Please copy out, character for character, the rows below from the line containing "Each <instance> block identifies" up to and including the line containing "box: [68, 104, 93, 113]".

---

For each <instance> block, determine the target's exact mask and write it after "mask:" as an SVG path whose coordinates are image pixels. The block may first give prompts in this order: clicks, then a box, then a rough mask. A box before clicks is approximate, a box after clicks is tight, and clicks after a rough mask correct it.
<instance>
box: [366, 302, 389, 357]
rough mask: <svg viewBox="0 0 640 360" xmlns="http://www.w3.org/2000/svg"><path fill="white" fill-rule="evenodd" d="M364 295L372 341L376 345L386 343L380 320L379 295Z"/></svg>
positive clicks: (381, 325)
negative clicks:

---

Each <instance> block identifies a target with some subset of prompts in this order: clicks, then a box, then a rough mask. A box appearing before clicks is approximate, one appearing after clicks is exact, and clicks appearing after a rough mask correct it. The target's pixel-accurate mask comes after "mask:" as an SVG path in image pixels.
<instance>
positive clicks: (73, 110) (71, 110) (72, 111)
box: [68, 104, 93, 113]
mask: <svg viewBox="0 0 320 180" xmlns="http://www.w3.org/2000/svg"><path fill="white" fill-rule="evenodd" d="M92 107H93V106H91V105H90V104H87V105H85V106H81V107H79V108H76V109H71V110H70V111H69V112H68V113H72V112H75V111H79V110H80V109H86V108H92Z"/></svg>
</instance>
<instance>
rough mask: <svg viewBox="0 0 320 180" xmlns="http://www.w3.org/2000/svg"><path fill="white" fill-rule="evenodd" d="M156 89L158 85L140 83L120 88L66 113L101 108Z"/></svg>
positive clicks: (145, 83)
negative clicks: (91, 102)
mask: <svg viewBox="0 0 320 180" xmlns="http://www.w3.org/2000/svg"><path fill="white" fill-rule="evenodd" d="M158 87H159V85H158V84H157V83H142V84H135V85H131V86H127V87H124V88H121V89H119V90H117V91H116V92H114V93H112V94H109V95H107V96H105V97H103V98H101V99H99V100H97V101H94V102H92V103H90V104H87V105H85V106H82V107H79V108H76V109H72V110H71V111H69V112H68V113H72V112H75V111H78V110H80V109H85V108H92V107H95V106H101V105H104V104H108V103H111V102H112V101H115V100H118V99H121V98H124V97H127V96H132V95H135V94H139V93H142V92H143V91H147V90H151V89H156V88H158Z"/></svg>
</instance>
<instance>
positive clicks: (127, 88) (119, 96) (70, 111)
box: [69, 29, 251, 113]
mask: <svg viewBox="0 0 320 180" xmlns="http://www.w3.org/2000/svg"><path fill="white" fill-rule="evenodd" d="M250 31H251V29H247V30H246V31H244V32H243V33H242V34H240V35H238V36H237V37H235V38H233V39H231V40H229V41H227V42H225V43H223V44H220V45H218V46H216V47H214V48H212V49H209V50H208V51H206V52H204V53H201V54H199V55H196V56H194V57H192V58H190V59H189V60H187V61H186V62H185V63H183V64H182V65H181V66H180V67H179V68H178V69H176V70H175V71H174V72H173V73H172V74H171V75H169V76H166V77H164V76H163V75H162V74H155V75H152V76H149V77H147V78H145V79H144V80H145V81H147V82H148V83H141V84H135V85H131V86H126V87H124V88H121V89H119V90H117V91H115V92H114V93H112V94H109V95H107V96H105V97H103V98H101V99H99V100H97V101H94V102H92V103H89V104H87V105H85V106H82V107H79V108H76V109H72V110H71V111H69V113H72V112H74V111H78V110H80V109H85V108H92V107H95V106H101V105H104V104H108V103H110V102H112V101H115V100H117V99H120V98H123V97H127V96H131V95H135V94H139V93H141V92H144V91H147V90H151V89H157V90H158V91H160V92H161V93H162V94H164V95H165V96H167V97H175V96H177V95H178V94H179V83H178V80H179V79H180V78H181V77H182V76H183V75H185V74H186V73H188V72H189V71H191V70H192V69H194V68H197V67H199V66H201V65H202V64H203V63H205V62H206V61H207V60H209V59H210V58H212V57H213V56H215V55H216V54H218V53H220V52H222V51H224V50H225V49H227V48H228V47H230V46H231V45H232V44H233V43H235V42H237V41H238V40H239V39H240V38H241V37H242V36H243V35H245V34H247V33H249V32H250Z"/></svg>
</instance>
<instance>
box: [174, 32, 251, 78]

---

→ **Finished exercise**
Each <instance> block identifies a target with some subset of prompts in this order: clicks, then a box, then a rough mask. A box appearing before clicks is approximate, one appearing after clicks is exact, and clicks appearing after a rough mask correct it. The target's pixel-accurate mask comes after "mask:" as an SVG path in image pixels.
<instance>
positive clicks: (73, 110) (71, 110) (72, 111)
box: [68, 104, 93, 113]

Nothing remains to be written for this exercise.